=== To do ===
1. In the climate change knowledge organiser, what percentage of CO₂ emissions is attributed to deforestation?
2. From the climate change knowledge organiser, return the stretch from "- Temperature records: +1.1°C" through "cm since 1880)", copied word for word.

=== Text extract ===
+++++
Knowledge Organiser: Climate Change
Part of Climate Change · GCSE GCSE Chemistry revision
This topic summary covers Knowledge Organiser: Climate Change within Climate Change for GCSE Chemistry. Revise Climate Change in Atmosphere for GCSE Chemistry with 20 exam-style questions and 15 flashcards. This topic appears less often, but it can still be a useful differentiator on mixed-topic papers. It is section 17 of 17 in this topic. Use this topic summary to connect the idea to the wider topic before moving on to questions and flashcards.
Topic position
Section 17 of 17
Practice
20 questions
Recall
15 flashcards
Knowledge Organiser: Climate Change
Evidence (TIMC)
- Temperature records: +1.1°C since 1880
- Ice cores: highest CO₂ in 800,000 years
- Melting ice: 13% Arctic loss per decade
- Changing seasons: earlier spring events
Human Causes
- Fossil fuels: 75% of CO₂ emissions
- Deforestation: 11% of CO₂ emissions
- Agriculture: methane from cattle/rice
- Industry: cement (CaCO₃ → CaO + CO₂)
Consequences (SIRF)
- Sea levels rise (23 cm since 1880)
+++++
=== Records of labeled points ===
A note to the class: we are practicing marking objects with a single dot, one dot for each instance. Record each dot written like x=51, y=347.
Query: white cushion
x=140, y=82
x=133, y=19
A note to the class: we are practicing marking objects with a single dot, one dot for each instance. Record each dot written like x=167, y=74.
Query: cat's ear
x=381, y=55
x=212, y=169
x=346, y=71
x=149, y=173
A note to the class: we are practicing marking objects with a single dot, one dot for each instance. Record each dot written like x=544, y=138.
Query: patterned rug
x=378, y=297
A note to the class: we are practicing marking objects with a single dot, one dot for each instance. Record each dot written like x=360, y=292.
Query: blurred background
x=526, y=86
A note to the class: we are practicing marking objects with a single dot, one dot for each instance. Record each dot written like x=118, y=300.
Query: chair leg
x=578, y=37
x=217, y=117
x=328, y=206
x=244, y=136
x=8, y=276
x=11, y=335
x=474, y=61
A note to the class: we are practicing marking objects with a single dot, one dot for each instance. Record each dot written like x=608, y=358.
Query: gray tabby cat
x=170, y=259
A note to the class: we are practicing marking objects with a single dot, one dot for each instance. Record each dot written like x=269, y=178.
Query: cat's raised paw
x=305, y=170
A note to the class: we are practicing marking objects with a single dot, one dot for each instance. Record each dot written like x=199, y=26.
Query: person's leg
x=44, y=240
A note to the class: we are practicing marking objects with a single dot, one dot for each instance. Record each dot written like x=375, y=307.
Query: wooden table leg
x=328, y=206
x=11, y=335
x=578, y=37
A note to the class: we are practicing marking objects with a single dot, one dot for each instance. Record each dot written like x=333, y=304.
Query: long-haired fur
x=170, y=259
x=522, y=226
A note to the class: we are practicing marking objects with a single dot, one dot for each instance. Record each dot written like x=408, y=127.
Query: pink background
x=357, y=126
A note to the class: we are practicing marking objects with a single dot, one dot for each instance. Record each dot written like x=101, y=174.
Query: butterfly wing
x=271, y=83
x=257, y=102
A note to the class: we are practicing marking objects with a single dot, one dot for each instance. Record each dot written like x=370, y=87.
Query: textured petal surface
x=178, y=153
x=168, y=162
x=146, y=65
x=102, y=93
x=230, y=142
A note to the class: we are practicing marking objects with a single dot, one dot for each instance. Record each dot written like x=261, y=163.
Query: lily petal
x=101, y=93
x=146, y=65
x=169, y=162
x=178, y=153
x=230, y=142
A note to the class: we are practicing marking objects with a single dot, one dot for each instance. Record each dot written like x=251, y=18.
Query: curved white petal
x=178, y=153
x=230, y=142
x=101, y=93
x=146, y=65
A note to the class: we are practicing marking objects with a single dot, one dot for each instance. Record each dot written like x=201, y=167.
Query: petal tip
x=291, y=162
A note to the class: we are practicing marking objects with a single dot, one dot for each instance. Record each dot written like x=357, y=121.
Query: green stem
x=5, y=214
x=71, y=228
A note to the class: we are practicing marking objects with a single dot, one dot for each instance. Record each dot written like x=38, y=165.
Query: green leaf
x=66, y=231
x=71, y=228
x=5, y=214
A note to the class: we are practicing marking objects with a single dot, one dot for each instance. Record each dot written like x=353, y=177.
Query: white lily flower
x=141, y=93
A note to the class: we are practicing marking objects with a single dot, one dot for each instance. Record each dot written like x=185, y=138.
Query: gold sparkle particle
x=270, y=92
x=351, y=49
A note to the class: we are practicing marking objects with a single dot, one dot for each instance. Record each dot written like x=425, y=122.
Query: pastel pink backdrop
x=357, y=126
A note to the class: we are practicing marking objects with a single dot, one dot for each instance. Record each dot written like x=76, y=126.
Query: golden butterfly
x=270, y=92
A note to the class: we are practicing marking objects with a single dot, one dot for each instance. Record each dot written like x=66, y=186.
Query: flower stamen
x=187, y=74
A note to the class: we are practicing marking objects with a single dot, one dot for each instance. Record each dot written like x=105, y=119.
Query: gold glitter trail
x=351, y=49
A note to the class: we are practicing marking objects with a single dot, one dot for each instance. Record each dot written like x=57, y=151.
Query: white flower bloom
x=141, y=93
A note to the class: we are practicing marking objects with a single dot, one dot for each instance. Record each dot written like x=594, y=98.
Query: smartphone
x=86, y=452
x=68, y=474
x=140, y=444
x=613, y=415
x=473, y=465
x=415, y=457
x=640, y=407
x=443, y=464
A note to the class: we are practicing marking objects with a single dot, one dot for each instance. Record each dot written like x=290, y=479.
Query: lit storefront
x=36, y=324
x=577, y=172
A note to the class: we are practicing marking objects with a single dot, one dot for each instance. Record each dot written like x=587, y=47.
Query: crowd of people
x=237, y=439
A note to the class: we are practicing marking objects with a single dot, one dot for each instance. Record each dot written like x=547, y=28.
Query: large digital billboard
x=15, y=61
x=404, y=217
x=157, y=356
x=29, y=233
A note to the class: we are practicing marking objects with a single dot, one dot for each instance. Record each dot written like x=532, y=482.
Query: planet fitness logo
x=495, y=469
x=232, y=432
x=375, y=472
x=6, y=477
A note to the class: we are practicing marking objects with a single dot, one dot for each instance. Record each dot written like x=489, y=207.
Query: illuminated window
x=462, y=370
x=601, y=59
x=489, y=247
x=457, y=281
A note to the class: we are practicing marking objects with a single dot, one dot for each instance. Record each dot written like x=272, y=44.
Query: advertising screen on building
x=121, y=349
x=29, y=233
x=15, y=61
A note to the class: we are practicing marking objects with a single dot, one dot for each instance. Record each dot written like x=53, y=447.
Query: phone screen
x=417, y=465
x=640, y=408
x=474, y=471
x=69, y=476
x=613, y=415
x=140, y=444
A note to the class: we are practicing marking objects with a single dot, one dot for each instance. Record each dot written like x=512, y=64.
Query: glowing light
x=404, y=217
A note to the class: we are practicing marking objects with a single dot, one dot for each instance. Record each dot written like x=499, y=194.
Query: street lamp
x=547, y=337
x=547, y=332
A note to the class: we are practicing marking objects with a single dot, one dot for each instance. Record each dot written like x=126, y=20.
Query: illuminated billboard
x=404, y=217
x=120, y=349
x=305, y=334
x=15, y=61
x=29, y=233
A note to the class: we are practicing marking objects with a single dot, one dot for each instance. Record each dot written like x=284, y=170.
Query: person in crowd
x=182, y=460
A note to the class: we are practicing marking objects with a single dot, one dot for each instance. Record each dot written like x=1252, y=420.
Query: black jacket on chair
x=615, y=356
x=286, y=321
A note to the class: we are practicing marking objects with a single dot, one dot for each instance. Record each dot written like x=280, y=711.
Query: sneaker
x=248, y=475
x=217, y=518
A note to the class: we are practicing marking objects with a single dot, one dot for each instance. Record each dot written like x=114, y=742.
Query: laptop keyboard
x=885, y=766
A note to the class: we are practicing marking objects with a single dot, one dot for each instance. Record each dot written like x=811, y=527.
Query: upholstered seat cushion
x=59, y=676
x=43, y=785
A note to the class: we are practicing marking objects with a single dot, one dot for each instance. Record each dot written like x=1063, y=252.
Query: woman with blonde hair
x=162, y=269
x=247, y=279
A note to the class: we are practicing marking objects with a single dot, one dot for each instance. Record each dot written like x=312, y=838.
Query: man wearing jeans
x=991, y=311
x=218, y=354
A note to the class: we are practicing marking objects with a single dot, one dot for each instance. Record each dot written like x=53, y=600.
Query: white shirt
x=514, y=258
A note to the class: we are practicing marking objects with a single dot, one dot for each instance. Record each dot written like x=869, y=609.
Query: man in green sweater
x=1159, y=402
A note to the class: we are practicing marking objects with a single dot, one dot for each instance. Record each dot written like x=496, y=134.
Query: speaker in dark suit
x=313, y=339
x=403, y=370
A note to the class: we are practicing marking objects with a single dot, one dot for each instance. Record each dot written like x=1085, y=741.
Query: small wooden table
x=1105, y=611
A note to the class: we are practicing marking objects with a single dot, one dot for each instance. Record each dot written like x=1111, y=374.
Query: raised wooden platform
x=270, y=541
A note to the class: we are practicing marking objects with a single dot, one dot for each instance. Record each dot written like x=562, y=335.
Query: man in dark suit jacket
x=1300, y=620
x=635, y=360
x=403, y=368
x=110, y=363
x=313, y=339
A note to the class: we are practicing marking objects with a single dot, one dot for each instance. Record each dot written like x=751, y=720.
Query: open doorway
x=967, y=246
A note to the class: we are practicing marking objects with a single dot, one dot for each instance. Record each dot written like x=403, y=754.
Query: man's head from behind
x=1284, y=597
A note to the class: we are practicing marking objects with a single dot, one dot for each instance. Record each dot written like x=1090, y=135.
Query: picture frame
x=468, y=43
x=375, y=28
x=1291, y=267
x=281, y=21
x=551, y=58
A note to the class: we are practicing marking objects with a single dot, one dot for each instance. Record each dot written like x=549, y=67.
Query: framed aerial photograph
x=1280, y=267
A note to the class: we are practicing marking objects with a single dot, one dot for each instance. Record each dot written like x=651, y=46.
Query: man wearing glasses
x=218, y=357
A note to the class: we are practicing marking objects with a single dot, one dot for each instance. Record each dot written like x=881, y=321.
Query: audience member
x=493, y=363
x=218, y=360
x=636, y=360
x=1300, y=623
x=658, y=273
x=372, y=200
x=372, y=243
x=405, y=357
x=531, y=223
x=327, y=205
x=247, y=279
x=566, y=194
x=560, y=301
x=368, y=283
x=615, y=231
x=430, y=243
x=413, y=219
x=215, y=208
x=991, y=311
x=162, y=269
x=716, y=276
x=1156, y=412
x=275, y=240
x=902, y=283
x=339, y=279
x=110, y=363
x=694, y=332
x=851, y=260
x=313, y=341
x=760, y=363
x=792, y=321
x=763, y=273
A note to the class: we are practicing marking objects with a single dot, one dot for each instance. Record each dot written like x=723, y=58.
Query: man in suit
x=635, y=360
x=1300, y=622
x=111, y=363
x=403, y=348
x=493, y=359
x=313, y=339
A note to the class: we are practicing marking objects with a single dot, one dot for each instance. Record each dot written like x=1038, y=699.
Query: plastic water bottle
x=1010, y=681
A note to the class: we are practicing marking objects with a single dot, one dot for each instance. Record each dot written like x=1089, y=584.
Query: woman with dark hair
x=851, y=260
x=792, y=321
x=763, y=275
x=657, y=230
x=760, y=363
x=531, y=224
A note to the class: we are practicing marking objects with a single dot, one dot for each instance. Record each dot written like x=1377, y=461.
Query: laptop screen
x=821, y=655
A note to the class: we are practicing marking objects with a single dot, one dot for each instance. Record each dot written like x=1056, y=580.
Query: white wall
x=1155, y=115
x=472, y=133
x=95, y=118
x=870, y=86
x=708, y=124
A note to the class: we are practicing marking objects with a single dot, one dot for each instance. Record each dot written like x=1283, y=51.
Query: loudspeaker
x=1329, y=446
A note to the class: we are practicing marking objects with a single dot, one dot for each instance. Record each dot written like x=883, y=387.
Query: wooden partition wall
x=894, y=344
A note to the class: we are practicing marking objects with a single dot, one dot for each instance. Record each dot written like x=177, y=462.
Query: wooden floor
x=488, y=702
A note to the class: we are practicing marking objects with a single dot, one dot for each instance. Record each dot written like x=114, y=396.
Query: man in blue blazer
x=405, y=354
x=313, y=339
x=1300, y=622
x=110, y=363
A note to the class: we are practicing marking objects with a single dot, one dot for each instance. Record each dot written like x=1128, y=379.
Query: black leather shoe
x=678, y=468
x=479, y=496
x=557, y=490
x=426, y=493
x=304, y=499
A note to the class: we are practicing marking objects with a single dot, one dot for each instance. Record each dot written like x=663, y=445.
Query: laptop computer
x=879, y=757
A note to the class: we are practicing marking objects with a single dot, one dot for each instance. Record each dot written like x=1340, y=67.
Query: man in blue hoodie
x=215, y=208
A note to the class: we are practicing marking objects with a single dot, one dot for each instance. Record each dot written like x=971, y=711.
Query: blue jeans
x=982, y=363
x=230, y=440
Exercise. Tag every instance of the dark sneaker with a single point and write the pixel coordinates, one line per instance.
+++++
=== Results of the tasks ===
1. 11%

2.
- Temperature records: +1.1°C since 1880
- Ice cores: highest CO₂ in 800,000 years
- Melting ice: 13% Arctic loss per decade
- Changing seasons: earlier spring events
Human Causes
- Fossil fuels: 75% of CO₂ emissions
- Deforestation: 11% of CO₂ emissions
- Agriculture: methane from cattle/rice
- Industry: cement (CaCO₃ → CaO + CO₂)
Consequences (SIRF)
- Sea levels rise (23 cm since 1880)